***** Supplied records *****

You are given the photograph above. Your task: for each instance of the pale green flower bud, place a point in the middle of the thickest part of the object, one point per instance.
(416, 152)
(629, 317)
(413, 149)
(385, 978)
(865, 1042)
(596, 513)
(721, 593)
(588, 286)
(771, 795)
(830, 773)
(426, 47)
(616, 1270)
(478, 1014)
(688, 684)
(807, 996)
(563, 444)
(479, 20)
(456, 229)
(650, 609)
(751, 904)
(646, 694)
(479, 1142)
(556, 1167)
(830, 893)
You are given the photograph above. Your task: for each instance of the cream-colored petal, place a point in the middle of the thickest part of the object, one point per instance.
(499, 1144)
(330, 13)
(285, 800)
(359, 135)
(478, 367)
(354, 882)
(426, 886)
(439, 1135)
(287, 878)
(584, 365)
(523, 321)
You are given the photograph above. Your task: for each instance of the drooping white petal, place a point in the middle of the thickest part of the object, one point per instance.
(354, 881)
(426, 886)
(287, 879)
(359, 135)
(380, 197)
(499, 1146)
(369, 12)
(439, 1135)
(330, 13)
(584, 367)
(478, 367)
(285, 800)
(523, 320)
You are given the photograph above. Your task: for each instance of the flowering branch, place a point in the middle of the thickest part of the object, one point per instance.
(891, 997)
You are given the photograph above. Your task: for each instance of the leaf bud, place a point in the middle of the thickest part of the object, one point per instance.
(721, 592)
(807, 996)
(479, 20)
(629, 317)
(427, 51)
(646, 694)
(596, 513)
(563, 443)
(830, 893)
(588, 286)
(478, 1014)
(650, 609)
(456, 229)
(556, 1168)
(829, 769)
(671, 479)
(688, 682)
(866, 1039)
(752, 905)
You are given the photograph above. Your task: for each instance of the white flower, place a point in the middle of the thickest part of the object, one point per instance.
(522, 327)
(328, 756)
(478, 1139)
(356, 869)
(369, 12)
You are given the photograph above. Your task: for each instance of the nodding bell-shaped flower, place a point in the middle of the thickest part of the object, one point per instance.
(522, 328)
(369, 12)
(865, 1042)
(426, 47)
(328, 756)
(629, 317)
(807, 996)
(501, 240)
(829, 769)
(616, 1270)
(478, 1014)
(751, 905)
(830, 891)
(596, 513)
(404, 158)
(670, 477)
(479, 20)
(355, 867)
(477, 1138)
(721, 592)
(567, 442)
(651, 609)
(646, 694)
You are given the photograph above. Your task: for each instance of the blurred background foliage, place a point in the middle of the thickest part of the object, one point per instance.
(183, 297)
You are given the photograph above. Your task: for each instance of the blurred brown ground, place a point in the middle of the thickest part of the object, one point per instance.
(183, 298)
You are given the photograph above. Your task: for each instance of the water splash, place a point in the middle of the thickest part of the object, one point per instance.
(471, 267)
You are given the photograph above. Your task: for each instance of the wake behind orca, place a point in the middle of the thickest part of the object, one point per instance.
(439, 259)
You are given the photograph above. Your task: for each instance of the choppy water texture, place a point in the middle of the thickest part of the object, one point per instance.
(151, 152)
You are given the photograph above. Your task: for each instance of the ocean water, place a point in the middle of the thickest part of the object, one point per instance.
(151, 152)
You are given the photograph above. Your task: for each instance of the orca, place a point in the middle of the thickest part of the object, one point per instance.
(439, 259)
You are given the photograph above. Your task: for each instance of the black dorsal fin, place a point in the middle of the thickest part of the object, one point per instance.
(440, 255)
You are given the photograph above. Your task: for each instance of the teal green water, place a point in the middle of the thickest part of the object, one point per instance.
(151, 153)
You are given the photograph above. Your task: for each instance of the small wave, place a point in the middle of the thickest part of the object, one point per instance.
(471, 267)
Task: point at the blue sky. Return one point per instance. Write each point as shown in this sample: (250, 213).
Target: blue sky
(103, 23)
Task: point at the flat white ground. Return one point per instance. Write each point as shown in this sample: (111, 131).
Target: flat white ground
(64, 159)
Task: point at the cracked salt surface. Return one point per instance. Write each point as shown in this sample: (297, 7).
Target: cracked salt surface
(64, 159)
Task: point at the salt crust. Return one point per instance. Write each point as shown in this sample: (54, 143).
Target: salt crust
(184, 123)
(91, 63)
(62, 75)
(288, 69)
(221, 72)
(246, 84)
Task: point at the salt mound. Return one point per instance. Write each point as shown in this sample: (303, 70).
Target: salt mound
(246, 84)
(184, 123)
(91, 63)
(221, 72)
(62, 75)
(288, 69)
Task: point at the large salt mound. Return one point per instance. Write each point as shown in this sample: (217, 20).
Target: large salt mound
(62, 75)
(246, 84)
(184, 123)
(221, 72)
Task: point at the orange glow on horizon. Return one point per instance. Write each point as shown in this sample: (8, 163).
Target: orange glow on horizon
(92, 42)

*****

Exercise description -> Your answer must be every line from the listing above that holds the string "shown".

Answer box ->
Task: point at the blue sky. Return one point per instance. Write each point as shown in this sample: (250, 213).
Task: point at the flat white ground. Return one point per instance. Write each point as shown in this sample: (111, 131).
Task: point at the cracked salt surface. Return one point per instance. Write each point as shown in this sample: (297, 7).
Task: point at the salt crust. Return one point per instance. Write each point as shown in this sample: (54, 143).
Task: point at the salt mound. Return one point per instance. Write each point as shown in this sample: (303, 70).
Task: point at the large salt mound. Return one point per instance. Write each point as shown in this sample: (217, 20).
Task: point at the orange glow on horizon. Return one point per instance. Write each point as shown in this sample: (8, 163).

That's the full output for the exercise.